* GOAL
Copy out the rows below with every "detector" swapped for "locator" and everything else left unchanged. Omit the pictures.
** START **
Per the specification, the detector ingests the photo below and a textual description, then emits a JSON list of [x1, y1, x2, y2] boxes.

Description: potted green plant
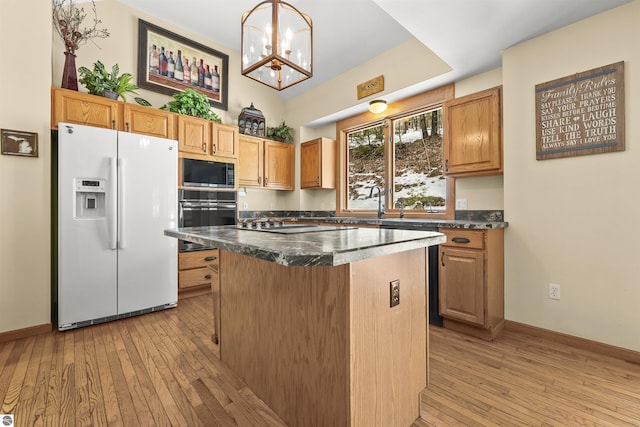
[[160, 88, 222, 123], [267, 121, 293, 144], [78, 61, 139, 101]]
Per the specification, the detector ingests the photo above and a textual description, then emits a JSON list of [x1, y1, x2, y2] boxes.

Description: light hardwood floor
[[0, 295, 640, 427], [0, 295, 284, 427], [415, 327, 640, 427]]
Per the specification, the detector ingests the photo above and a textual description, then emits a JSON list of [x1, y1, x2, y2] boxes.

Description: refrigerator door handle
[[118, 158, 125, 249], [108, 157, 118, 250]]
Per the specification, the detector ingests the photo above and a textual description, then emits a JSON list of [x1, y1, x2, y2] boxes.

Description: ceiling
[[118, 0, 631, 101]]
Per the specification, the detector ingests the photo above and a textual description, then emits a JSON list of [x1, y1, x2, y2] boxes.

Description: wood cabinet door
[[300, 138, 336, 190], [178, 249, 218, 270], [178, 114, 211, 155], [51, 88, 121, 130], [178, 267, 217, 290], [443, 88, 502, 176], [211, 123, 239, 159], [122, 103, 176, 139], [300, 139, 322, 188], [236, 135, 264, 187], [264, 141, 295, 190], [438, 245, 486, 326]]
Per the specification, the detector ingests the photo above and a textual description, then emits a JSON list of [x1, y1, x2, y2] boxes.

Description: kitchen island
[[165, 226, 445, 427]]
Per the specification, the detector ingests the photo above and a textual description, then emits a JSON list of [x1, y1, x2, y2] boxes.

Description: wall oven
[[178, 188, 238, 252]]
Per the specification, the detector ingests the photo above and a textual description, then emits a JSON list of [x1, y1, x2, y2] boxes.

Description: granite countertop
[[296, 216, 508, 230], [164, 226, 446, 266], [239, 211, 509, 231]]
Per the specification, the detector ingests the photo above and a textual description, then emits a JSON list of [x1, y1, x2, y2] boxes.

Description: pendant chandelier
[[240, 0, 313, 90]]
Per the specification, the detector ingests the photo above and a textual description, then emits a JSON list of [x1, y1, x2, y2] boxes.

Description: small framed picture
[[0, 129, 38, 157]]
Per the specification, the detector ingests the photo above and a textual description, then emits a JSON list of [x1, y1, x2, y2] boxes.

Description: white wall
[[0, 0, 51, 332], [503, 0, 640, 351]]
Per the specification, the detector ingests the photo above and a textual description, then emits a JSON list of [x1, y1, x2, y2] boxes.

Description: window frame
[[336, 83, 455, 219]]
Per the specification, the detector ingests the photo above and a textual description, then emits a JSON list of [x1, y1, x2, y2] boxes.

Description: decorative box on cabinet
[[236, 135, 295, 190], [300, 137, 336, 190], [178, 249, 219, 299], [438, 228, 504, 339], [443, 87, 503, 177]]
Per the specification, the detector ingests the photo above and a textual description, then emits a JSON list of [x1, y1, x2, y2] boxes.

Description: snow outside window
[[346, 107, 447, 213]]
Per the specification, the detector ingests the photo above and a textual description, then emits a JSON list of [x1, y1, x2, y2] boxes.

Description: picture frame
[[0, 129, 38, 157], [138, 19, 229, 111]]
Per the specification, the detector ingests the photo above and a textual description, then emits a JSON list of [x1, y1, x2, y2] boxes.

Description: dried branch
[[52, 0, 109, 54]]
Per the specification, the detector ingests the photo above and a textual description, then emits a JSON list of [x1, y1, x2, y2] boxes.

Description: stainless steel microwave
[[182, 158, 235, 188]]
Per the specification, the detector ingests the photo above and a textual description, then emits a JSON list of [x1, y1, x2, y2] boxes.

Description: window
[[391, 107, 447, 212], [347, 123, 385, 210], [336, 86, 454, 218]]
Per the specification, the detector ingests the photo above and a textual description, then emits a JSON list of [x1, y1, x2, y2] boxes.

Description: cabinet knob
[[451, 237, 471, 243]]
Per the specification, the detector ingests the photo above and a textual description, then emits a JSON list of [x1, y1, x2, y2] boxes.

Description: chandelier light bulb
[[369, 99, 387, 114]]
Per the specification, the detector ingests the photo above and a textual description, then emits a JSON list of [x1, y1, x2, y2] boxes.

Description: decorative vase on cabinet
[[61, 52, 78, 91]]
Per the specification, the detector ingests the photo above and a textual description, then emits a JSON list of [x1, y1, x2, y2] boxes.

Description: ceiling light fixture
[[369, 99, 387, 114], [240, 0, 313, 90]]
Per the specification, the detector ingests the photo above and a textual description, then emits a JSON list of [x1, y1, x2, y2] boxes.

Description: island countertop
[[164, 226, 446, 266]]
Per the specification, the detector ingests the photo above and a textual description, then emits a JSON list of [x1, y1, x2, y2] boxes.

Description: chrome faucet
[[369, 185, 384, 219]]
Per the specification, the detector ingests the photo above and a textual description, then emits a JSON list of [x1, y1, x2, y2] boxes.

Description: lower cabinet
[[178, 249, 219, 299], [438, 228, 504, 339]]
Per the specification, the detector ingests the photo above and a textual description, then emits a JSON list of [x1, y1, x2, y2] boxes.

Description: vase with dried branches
** END **
* PROBLEM SOLUTION
Per the specification, the locator ingests the photo below and a textual description, then emits a JSON list of [x1, y1, x2, y2] boxes.

Description: potted green plant
[[160, 88, 222, 123], [267, 121, 293, 144], [78, 61, 139, 101]]
Per the specification, the locator ingests the photo above and a textual description, then emits a JSON list of [x1, y1, x2, y2] boxes.

Description: light hardwood floor
[[0, 295, 640, 427], [0, 295, 284, 427], [415, 327, 640, 427]]
Per the specification, the locator ingests the photo above and a textual description, then emits a JSON list of [x1, y1, x2, y2] boxes.

Description: refrigerator door handle
[[118, 158, 125, 249], [108, 157, 118, 250]]
Per the specification, the locator ingests the photo above and a textual description, then emits a JSON list of [x1, y1, x2, y2] boxes.

Description: ceiling
[[118, 0, 631, 101]]
Per the specification, the locator ingests the photo above and a textual description, then emits a JSON list of [x1, y1, x2, y2] boxes.

Description: wood cabinet door
[[300, 138, 336, 190], [178, 249, 218, 270], [178, 114, 211, 155], [51, 88, 121, 130], [178, 267, 217, 290], [443, 88, 502, 176], [211, 123, 239, 159], [122, 103, 176, 139], [300, 139, 322, 188], [236, 135, 264, 187], [264, 141, 295, 190], [438, 245, 486, 326]]
Per the specification, the locator ingests the photo above and a textual description, then emits a JSON list of [x1, y1, x2, y2] boxes.

Description: kitchen island
[[165, 226, 445, 427]]
Per the specification, the locator ingests the photo above and a textual description, then emits a JSON list of [x1, y1, x2, y2] boxes.

Description: wall oven
[[178, 188, 238, 252]]
Per the specification, the locator ingests the photo above and a textual description, then emits a JSON list of [x1, y1, x2, y2] boxes.

Description: granite countertop
[[296, 216, 508, 230], [164, 226, 446, 266], [239, 211, 509, 231]]
Per the specification, the locator ingests the photo above and a textual description, then emits a JSON list of [x1, y1, x2, y2] boxes.

Description: pendant chandelier
[[240, 0, 313, 90]]
Per the specification, the locator ingests the photo above and a textual description, then emits a JSON list of [x1, y1, x2, y2] boxes.

Description: small framed picture
[[0, 129, 38, 157]]
Per the specification, the locator ingests the photo above and a textual description, then emits a JSON list of [x1, y1, x2, y2] boxes.

Description: white wall
[[0, 0, 51, 332], [503, 0, 640, 351]]
Per the specification, the locator ingests the photo above and a textual description, then emits a JSON list of [x1, y1, x2, y2] boxes.

Description: window frame
[[336, 83, 455, 219]]
Per the specification, the locator ingests the photo above and a textual description, then emits a JSON list of [x1, y1, x2, y2] boxes.

Description: decorative box on cabinet
[[236, 135, 295, 190], [300, 137, 336, 190], [178, 249, 219, 299], [438, 228, 504, 339], [443, 87, 503, 177]]
Per the specification, the locator ingests the photo above and a textual description, then emits a JSON list of [x1, y1, x2, y2] boxes.

Description: snow outside window
[[346, 107, 447, 213]]
Per the specification, the locator ingests the photo above and a textual description, then emits a JSON list of [x1, y1, x2, y2] boxes.

Description: picture frame
[[0, 129, 38, 157], [138, 19, 229, 111]]
Per the specification, the locator ingests the photo above and a textual description, then emits a JSON list of [x1, y1, x2, y2] boxes.

Description: dried branch
[[52, 0, 109, 54]]
Per the specification, the locator ingests the photo above and a textual description, then emits a JSON list of [x1, y1, x2, y2] boxes.

Description: stainless steel microwave
[[182, 158, 235, 188]]
Per the specification, the locator ingests the photo above and a textual description, then emits a JSON list of [x1, y1, x2, y2] boxes.

Description: window
[[391, 107, 447, 212], [347, 123, 385, 210], [336, 86, 454, 218]]
Per the specification, the locator ingests the photo above and a textual description, then emits a JSON list of [x1, y1, x2, y2] boxes.

Description: cabinet knob
[[451, 237, 471, 243]]
Per the specification, the locator ingests the photo above and a textual description, then emits a JSON list of [x1, y1, x2, y2] boxes.

Description: chandelier light bulb
[[369, 99, 387, 114]]
Per the specification, the locator ingests the photo above and a textual description, then emits a JSON list of [x1, y1, x2, y2] boxes.

Description: decorative vase on cabinet
[[61, 52, 78, 91]]
Per the specification, the locator ingests the photo above and a textual description, then emits a JSON list of [x1, y1, x2, y2] boxes.

Description: ceiling light fixture
[[369, 99, 387, 114], [240, 0, 313, 90]]
Per the specification, the locator ingests the photo above and a textual description, then emits a JSON list of [x1, y1, x2, y2] boxes.

Description: island countertop
[[164, 226, 446, 266]]
Per the specification, the locator ingests the photo above and a textual description, then emits a JSON list of [x1, y1, x2, y2] boxes.

Description: chrome faucet
[[369, 185, 384, 219]]
Per the specification, the locator ingests the photo above and a textual description, then emits a JSON list of [x1, y1, x2, y2] boxes.

Description: lower cabinet
[[178, 249, 219, 299], [438, 228, 504, 339]]
Per the specification, the locator ingests the photo above and a textual description, then emits a JSON list of [x1, y1, x2, y2] boxes.

Description: vase with dried branches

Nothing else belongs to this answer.